**Written instruction**: Emit a verbatim copy of the lines running from the line with "green grass in the photo above." through the end of the material below.
+++ Dataset entries +++
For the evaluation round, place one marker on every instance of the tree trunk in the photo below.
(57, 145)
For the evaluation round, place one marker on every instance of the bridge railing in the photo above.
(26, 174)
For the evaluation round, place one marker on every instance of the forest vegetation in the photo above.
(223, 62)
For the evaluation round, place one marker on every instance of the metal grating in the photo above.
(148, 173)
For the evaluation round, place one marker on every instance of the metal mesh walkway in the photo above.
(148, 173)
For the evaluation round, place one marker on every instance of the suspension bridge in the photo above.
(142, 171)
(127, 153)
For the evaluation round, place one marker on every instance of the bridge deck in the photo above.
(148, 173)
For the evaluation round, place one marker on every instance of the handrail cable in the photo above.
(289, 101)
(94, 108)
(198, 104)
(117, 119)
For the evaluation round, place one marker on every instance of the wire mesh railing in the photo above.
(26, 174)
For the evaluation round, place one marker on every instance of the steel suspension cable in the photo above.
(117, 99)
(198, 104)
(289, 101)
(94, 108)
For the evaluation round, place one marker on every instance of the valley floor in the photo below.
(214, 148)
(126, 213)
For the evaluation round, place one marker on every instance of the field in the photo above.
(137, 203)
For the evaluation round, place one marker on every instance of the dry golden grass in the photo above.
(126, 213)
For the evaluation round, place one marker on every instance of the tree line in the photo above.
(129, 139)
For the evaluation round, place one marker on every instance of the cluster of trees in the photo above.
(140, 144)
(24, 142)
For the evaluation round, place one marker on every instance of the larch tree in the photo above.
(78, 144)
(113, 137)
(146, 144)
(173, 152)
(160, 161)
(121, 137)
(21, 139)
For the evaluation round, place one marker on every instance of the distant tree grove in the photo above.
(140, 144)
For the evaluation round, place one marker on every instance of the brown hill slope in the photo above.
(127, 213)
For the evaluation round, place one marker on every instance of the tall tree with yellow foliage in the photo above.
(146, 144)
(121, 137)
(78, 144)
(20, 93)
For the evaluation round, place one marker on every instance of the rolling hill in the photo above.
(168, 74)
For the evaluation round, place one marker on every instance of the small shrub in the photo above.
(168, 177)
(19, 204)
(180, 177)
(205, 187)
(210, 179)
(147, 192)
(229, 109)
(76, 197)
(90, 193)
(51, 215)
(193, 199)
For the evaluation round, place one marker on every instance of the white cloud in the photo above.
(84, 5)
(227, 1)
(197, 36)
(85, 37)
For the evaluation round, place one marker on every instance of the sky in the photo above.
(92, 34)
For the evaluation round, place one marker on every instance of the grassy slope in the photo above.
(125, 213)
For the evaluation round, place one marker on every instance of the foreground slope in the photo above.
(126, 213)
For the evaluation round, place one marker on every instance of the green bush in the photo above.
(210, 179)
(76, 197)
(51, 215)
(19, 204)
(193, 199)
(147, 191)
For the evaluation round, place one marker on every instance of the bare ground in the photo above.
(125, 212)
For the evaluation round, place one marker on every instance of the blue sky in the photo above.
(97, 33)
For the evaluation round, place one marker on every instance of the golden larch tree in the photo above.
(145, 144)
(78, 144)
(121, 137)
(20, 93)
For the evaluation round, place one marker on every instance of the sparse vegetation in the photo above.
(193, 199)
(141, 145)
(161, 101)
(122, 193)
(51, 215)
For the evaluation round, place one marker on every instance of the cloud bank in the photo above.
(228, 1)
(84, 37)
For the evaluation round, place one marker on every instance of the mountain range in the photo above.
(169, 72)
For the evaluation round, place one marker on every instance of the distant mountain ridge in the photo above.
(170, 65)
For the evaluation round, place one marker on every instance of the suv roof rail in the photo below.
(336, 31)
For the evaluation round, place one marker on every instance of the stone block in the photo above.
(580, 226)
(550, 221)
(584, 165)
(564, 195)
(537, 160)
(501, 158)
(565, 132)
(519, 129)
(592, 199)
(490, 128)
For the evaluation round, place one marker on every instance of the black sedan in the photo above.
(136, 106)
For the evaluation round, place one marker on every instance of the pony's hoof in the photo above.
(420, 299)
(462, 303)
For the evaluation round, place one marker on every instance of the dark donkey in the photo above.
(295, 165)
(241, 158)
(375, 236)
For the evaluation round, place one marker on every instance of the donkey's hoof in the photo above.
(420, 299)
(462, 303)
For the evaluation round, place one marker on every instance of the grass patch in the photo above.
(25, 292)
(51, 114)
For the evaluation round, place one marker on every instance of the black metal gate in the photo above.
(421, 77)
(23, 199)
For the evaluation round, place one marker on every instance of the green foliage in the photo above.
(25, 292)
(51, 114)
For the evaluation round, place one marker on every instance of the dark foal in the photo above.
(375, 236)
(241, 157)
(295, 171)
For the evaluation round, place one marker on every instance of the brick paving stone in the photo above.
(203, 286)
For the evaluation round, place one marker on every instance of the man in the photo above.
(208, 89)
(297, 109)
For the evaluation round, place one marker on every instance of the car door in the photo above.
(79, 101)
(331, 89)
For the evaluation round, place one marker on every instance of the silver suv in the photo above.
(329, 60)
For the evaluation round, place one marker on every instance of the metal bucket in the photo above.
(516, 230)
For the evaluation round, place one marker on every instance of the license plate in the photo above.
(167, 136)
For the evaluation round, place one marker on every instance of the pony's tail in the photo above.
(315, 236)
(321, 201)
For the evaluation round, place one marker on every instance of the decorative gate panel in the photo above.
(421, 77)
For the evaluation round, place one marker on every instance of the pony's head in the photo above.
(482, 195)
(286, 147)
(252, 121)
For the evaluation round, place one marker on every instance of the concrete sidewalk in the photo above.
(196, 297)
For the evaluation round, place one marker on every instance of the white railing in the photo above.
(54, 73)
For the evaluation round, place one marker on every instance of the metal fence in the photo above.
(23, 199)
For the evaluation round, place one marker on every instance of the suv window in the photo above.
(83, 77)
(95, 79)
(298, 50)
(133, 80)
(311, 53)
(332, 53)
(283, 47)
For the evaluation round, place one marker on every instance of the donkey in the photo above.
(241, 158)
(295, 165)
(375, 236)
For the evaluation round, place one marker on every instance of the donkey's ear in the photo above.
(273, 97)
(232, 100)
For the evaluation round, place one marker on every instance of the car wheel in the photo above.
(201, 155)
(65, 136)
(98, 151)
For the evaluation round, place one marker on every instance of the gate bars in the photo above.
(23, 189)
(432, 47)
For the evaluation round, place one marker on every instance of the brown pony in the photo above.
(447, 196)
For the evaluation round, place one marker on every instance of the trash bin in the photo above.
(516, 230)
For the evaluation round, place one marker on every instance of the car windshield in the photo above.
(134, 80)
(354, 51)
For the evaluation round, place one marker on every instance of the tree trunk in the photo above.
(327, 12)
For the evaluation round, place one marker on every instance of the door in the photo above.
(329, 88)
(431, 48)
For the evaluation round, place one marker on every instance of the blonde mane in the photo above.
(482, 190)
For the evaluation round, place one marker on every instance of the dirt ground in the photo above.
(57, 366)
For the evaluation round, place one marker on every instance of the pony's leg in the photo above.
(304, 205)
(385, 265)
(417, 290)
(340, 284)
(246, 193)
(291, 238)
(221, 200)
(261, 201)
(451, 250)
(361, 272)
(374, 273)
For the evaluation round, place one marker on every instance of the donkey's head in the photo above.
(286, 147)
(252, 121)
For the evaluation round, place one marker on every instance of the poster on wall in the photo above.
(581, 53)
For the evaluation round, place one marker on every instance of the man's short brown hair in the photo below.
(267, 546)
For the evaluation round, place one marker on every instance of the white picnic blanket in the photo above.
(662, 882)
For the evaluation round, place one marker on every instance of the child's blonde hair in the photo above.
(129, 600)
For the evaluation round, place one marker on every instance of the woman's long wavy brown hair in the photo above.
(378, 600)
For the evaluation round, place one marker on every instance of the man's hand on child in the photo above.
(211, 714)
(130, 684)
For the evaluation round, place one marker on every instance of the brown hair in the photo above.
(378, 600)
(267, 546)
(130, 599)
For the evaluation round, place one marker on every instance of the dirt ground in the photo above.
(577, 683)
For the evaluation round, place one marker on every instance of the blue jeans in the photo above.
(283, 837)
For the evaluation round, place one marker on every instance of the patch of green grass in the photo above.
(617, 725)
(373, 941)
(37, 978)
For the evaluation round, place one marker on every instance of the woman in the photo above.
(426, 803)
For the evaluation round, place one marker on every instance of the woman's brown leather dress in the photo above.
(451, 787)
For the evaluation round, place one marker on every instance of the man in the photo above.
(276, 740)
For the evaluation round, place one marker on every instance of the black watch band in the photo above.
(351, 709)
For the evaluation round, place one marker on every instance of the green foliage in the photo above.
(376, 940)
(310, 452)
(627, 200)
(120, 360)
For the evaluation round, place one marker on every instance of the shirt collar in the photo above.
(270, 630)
+++
**Exercise response**:
For the evaluation round, place one marker on every instance of the patch of green grass in the photo above.
(617, 725)
(373, 941)
(37, 978)
For the evaluation round, place one marker on every instance of the woman in the photo above.
(426, 803)
For the evaluation round, place one marker on every instance of the woman's brown leather dress in the photo above.
(451, 787)
For the evaluation round, place one marker on every instance of the man in the photo above.
(276, 740)
For the evaluation round, place one marker on every instance of the black watch band in the photo above.
(351, 709)
For the evaluation round, place one marker on every instance of the green foliage in the photo above.
(376, 940)
(310, 452)
(627, 200)
(120, 360)
For the evaluation round, place one marker on every instance of the shirt collar in the photo above.
(270, 630)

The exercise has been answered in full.